- **What this task involves**
Reproduce as a numbered list everything from the line containing "sidewalk -> masks, each instance" down to the end of the entries, both ends included and blank lines omitted. Leave the pictures out of the answer.

- **Material for this task**

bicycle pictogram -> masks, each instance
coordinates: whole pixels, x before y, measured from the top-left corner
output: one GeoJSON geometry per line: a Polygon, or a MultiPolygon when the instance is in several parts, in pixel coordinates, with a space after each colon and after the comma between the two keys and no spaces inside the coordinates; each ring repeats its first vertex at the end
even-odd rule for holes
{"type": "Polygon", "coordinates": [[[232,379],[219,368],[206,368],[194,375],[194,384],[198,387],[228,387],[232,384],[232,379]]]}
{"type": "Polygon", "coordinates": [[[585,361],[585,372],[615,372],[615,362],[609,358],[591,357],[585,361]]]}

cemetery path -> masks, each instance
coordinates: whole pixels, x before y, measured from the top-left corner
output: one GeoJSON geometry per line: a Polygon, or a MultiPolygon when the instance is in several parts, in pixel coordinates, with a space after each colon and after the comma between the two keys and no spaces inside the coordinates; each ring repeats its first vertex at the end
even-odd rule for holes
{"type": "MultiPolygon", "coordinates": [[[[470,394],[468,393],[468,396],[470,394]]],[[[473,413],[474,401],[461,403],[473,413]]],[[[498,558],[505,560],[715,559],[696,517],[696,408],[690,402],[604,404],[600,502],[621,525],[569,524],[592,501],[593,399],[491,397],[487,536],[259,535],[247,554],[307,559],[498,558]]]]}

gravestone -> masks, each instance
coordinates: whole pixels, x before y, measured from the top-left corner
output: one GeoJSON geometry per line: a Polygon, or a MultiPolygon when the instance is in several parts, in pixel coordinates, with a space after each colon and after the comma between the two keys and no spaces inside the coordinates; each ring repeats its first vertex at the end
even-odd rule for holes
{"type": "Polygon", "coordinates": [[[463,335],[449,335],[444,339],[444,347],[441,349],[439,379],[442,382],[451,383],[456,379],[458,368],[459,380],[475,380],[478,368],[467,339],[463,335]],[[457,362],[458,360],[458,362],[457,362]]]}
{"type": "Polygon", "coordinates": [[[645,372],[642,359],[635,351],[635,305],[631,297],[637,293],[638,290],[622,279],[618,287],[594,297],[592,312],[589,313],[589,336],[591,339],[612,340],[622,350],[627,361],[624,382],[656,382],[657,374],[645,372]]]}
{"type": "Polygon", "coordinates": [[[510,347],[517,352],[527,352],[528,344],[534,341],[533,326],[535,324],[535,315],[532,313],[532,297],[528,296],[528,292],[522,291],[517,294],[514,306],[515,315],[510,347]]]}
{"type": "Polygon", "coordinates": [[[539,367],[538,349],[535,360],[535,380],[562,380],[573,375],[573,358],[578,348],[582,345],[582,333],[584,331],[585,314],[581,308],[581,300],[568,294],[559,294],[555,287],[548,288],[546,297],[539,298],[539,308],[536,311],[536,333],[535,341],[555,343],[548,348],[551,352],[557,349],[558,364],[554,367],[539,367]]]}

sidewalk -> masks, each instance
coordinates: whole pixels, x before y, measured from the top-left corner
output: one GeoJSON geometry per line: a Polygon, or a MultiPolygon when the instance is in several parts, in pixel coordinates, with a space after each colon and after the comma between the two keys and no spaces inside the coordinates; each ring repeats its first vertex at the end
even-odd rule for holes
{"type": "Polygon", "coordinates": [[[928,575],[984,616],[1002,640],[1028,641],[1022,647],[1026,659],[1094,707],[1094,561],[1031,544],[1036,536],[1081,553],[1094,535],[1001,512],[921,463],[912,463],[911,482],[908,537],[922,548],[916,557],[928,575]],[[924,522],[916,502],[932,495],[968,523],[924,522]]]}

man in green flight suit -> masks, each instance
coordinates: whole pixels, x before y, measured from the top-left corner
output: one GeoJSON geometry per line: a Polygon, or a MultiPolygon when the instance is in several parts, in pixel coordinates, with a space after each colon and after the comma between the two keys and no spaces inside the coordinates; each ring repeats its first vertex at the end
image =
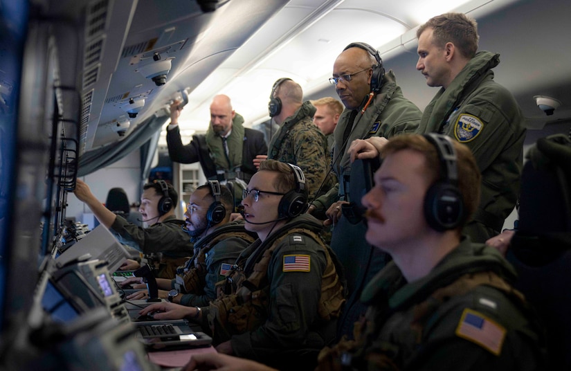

- **Solved problem**
1. sidewalk -> masks, each instance
2. coordinates: whole pixels, x before y, measured from the top-left corner
3. output: one GeoJSON geometry per line: a Polygon, or a MultiPolygon when the instance is in several parts, in pixel coordinates, with a space after each colon and after the comma between the two keys and no spaces inside the coordinates; each ring repeats its first vertex at the end
4. even-odd rule for holes
5. {"type": "Polygon", "coordinates": [[[928,575],[984,616],[1002,640],[1028,641],[1022,647],[1026,659],[1094,707],[1094,561],[1031,544],[1036,536],[1081,553],[1094,535],[1001,512],[921,463],[912,463],[911,482],[908,537],[922,548],[916,557],[928,575]],[[924,522],[916,502],[932,495],[968,523],[924,522]]]}
6. man in green flight suit -> masks, each instance
7. coordinates: whole pixels, x before y, measured from the top-left corner
8. output: one GeoJSON geometry per line: a Polygon, or a MultiPolygon when the instance is in several parts, in pixel coordinates, with a space after each colon and after the comma between the two keys and no spaces inside the coordinates; each ring repeats its first vertex at the end
9. image =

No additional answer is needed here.